#### WHAT IS BEING ASKED:
From the data that follows, copy every line with the string "subject".

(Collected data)
★ ★ ★
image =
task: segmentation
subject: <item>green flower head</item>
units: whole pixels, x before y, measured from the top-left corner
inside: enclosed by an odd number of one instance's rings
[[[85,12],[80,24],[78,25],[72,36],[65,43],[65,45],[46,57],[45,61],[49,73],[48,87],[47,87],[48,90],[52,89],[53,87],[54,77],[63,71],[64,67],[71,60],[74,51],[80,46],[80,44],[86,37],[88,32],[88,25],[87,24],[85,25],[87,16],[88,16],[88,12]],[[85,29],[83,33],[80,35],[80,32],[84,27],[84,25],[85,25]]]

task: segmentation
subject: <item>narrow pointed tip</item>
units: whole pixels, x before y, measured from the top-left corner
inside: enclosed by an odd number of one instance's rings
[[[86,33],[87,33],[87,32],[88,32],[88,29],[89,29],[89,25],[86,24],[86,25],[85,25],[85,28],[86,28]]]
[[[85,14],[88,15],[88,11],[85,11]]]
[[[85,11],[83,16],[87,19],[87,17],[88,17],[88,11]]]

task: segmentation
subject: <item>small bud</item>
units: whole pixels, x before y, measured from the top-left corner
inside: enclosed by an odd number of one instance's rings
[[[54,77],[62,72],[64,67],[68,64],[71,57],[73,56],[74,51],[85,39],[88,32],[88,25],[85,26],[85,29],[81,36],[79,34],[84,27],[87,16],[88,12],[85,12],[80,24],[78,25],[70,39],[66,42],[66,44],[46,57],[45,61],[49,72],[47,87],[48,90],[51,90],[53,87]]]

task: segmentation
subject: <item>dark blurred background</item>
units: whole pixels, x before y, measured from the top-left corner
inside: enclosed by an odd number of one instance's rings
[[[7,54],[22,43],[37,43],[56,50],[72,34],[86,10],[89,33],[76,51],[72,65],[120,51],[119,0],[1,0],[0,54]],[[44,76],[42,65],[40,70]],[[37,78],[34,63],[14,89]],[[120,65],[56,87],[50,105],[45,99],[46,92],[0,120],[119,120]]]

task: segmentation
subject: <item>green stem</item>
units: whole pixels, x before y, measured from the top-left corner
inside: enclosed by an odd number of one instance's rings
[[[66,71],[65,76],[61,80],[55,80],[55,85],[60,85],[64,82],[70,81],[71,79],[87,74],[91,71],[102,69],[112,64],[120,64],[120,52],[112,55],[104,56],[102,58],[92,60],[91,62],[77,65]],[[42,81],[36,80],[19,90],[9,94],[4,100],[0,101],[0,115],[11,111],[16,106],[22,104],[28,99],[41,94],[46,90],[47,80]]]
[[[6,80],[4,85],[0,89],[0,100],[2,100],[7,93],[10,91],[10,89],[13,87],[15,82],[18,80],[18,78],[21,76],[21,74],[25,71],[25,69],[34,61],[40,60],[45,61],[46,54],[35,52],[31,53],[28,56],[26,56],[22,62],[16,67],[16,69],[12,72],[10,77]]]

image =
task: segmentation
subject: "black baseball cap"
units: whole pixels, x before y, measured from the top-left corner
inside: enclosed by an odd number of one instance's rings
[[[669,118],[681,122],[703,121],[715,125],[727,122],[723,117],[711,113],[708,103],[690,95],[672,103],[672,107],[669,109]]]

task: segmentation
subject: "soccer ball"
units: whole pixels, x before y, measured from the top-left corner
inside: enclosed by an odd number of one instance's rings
★ ★ ★
#### WORKED SOLUTION:
subject: <item>green flower head</item>
subject: <item>narrow pointed tip</item>
subject: <item>small bud</item>
subject: <item>dark blurred background</item>
subject: <item>green stem</item>
subject: "black baseball cap"
subject: "soccer ball"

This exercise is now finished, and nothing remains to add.